WORK TO BE COMPLETED – Every line of the following records that includes "window" should be copied.
◆ ◆ ◆ ◆
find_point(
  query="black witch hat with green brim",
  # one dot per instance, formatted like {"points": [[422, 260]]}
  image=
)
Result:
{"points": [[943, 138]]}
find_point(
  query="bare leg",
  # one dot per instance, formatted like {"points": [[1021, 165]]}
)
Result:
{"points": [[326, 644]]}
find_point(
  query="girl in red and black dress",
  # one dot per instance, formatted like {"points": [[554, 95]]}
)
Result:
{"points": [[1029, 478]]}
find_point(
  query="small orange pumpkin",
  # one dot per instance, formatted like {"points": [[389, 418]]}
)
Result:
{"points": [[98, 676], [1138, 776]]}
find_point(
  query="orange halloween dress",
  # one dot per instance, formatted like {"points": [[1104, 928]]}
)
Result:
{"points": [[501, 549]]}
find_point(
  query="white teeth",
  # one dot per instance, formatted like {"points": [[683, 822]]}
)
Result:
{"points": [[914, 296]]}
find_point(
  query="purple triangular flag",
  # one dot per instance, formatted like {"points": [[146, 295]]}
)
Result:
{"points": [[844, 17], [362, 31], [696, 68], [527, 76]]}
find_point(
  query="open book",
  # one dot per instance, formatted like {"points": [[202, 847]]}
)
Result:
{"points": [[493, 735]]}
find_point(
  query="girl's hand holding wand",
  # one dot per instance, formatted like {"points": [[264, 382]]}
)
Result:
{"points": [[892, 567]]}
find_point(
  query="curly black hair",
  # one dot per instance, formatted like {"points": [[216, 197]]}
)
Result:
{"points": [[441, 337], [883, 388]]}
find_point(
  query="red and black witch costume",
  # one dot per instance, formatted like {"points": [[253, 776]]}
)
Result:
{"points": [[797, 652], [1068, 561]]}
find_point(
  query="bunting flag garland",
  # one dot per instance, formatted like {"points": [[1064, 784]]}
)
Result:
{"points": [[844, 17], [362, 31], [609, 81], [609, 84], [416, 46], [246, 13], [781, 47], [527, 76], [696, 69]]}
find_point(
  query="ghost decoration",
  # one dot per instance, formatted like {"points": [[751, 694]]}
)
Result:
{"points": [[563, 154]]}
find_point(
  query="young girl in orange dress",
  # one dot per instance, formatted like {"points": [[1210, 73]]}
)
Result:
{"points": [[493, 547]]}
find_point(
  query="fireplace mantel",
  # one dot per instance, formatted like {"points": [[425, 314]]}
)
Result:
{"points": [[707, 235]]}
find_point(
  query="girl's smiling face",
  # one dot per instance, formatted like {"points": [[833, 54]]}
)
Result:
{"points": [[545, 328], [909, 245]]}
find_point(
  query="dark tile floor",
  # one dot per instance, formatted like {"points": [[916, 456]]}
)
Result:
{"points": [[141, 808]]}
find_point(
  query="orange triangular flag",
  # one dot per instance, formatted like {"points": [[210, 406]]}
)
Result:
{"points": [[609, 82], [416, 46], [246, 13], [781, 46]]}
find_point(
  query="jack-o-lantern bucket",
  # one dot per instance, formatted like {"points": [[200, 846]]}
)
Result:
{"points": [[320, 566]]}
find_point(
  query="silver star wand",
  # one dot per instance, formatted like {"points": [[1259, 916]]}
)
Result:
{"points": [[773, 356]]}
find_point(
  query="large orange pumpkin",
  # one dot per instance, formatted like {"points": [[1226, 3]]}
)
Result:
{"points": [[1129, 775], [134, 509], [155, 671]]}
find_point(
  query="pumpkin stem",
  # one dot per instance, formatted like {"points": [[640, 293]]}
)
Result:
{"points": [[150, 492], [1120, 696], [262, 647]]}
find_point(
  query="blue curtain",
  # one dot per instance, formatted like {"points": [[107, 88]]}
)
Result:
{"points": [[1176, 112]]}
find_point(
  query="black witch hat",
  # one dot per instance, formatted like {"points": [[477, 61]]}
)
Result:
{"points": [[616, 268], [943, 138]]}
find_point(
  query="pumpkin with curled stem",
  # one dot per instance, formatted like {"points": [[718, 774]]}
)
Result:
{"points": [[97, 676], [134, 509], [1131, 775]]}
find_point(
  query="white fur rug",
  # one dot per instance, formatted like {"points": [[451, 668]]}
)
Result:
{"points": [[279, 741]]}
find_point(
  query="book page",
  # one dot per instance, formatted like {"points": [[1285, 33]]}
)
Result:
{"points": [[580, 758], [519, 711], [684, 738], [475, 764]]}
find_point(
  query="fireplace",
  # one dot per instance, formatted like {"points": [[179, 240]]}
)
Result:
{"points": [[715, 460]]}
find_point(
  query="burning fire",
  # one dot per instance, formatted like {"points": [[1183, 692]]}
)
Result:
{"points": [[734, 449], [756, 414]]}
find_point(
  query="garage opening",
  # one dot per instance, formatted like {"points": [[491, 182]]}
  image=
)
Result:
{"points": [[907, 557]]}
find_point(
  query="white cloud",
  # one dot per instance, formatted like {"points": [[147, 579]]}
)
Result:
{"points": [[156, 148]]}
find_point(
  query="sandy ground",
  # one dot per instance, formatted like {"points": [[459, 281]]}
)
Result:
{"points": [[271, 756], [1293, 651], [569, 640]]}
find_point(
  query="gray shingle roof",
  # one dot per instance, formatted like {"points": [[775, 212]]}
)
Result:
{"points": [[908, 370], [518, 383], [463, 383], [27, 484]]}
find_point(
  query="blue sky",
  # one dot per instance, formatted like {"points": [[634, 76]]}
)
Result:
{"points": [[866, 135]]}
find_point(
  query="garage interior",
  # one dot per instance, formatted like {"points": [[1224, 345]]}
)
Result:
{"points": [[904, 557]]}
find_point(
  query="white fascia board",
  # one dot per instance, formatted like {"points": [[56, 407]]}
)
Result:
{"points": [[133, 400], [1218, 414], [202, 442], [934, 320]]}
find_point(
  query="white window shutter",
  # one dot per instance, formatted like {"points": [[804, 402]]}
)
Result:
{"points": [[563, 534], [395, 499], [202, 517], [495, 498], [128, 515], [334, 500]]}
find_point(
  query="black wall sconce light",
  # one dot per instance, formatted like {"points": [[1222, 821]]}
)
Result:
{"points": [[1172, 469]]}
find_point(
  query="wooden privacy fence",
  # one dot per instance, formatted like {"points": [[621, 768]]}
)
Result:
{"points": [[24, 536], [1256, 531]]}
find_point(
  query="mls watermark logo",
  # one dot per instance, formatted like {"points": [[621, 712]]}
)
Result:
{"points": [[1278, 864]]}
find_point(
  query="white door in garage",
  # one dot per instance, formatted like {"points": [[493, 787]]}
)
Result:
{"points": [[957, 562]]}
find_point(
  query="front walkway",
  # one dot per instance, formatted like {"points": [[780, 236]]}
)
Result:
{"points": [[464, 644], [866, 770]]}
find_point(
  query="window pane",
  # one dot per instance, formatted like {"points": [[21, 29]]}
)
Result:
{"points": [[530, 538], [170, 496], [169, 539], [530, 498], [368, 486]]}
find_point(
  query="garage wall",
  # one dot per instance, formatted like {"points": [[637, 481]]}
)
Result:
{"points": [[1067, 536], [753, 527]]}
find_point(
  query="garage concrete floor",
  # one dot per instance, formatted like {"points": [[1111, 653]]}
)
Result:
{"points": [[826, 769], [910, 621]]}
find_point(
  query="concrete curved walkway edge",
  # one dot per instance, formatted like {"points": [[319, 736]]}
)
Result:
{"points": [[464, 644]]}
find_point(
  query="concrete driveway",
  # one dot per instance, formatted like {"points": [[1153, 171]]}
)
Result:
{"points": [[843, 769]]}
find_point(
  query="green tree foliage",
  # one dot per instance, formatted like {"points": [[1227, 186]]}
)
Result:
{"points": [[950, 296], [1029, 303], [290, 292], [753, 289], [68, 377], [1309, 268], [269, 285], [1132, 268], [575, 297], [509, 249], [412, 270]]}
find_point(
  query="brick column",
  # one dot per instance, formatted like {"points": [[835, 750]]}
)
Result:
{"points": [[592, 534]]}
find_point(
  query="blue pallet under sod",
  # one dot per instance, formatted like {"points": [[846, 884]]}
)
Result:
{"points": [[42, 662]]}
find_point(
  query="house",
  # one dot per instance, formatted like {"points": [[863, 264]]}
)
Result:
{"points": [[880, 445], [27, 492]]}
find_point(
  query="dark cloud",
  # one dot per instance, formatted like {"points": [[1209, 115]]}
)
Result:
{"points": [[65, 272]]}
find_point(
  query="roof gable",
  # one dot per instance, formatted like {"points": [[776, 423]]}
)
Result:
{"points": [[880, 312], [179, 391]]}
◆ ◆ ◆ ◆
ANSWER AREA –
  query="white window shutter",
  query="window pane",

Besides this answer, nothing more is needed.